- What you are asked to do: Reproduce every one of the rows below word for word, omitting any picture.

>> start

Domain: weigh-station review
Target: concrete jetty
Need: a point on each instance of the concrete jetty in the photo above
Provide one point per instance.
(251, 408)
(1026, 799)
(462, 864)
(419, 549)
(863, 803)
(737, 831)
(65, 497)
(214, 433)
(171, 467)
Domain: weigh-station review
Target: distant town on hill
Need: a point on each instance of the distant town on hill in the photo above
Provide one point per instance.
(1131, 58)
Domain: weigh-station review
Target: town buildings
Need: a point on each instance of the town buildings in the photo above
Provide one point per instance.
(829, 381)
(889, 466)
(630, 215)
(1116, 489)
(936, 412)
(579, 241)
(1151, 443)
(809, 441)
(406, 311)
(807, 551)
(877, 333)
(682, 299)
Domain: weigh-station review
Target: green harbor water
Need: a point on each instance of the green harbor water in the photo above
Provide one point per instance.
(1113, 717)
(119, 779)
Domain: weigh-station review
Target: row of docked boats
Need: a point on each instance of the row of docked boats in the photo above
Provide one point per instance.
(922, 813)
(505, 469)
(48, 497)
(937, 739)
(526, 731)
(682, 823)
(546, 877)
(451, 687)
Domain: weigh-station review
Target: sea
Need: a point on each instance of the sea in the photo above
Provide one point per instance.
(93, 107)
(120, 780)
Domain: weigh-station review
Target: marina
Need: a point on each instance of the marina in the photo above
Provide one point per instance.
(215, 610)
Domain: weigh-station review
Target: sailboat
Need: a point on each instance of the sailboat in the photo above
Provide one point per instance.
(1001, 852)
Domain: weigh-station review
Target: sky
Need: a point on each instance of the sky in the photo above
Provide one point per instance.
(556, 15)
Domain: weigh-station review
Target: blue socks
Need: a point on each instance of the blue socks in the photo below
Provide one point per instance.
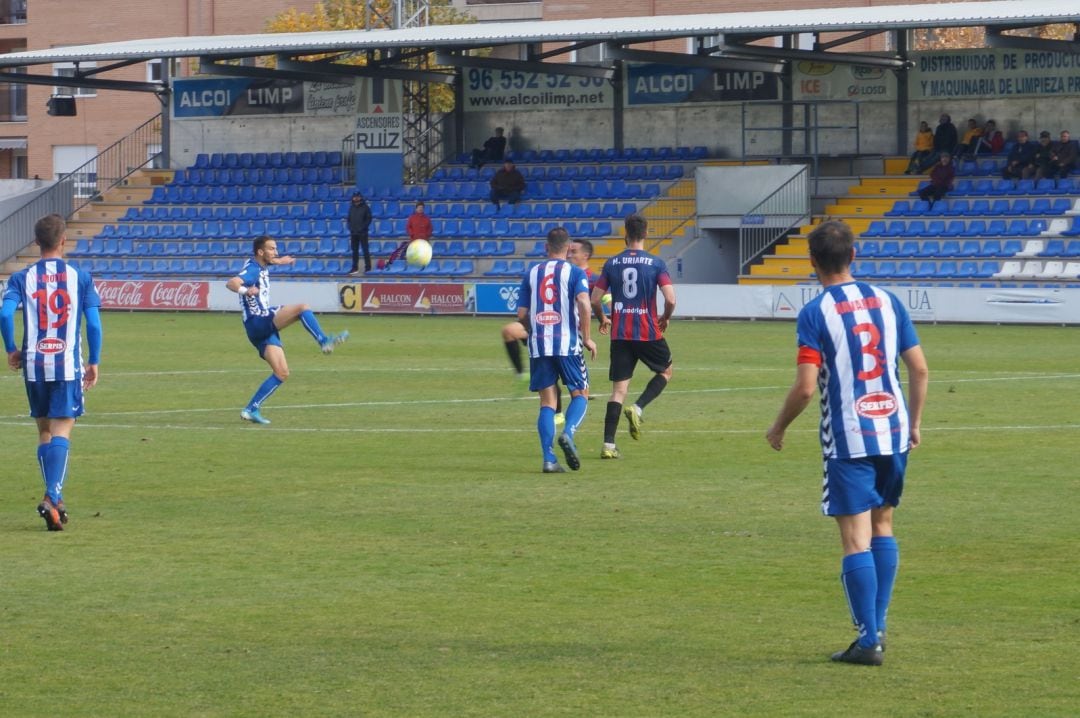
(576, 414)
(860, 585)
(55, 460)
(886, 560)
(545, 427)
(268, 387)
(311, 324)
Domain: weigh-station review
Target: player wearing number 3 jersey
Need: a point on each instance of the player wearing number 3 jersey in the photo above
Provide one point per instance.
(634, 278)
(851, 341)
(56, 297)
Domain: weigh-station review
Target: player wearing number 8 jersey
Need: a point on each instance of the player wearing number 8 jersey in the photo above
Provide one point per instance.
(634, 278)
(56, 297)
(851, 341)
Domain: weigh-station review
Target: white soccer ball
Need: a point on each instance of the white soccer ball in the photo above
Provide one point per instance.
(418, 253)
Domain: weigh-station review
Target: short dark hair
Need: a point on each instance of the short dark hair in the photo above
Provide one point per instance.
(49, 230)
(636, 226)
(259, 242)
(585, 244)
(831, 243)
(557, 239)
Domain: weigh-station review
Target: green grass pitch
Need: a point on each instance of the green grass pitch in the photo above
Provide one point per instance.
(389, 546)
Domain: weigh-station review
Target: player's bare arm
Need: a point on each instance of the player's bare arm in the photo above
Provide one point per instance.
(798, 397)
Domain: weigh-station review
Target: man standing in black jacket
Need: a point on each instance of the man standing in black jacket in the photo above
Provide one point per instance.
(359, 220)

>> end

- Result below:
Domain: weigh-station review
Target: concrete jetty
Need: a point on each instance of the concrete jetty in the photo above
Provide one point per instance.
(251, 408)
(1026, 799)
(462, 864)
(419, 549)
(863, 803)
(737, 831)
(65, 497)
(214, 433)
(171, 467)
Domain: weigh-station review
Target: distant town on hill
Need: a point on each instance of the distant town on hill in the photo above
Provide one point per instance.
(1131, 58)
Domain: weigh-station review
Target: town buildings
Need: a point on each instance of the town buildings in the photo above
Provide one point per instance.
(829, 381)
(889, 466)
(630, 215)
(1116, 489)
(936, 412)
(579, 241)
(1151, 443)
(809, 441)
(406, 311)
(807, 551)
(877, 333)
(682, 299)
Domain: weigh-station review
Target: green harbor water
Need: a point on each instance of the green harbor water in the photo above
Provide one point per instance.
(1113, 717)
(119, 779)
Domain: weigh-station review
Target: row of docked boats
Need: a point on each instance of the row of docked boats in the photo above
Provide one point per instance.
(922, 813)
(505, 469)
(48, 497)
(937, 739)
(526, 731)
(682, 823)
(546, 877)
(451, 687)
Domain: weigh-station review
Target: sea
Need: a point on each instance of the sea in the photo above
Provide one point per instance.
(93, 107)
(120, 780)
Domain: weigh-station review
Target: marina
Need: a point on each instance of the marina in the photo above
Provide one point per instance.
(215, 610)
Domain: weigh-station review
Target: sailboat
Need: a point on each instance of the sailboat in the photo above
Provide one point per instance.
(1001, 852)
Domain: weigh-station review
Target: sky
Need: a point on each instance of the sky in the photo above
Provide one point per instance.
(556, 15)
Domain: weigh-station review
Target: blue socks
Need: a point on each instance of the blue socks in the photo below
Provide one point per instance.
(576, 414)
(860, 585)
(55, 460)
(886, 560)
(545, 427)
(268, 387)
(311, 324)
Domain: weigh-station review
Target: player wearing number 3 jersey
Need: a point on each instance of the player wearing number 3 jersey in the photo above
Provide one point per instance.
(634, 278)
(851, 341)
(56, 297)
Domain: weigh-station review
Target: player wearing number 8 jersey
Need: a point on each instance of the player wearing number 8 jersey in the photo above
Provide one point per instance.
(634, 278)
(56, 297)
(851, 341)
Domain: weigh-station review
Target: white soccer ball
Need: a point on each instance of the white soccer ball in the photo above
Provide one point per instance.
(418, 253)
Domain: weigh-station review
Target: short dark hair
Need: a point on each instance of the short dark hair in the photo above
Provide one point per instance.
(49, 230)
(636, 226)
(259, 242)
(585, 244)
(831, 243)
(557, 239)
Domain: weigh-station review
Target: green grass pitch
Need: a point on each instance of the green grass pitch in the photo above
Provide one point per instance.
(389, 546)
Domain: weigh-station review
Target: player's bare arm
Need: a point on each instance of the player's bare arm in the photo above
Provide one point per instance.
(798, 397)
Domain: weigh-station review
Target: man standing in black jacket
Need: a point on each instance of the man standing in black jacket in the photo above
Provide one point per instance.
(359, 220)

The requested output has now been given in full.